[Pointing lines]
--------------------------------------------------
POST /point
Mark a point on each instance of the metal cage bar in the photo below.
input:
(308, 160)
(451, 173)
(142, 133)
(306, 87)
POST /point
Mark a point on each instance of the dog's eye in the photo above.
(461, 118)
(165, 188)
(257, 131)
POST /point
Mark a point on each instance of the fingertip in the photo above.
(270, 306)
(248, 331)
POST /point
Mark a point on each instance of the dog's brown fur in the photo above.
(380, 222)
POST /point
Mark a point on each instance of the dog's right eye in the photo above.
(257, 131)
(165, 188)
--------------------------------------------------
▸ **What you are asked to do**:
Report every line that contains the string "above". Case counts.

▸ **Exercise result**:
Mark a point on each instance of the dog's eye in the photo above.
Mark a point on each instance of the fingertip in the photo above.
Mark a point on each instance of the dog's brown fur in the photo above.
Mark a point on each instance of the dog's right eye in the photo above.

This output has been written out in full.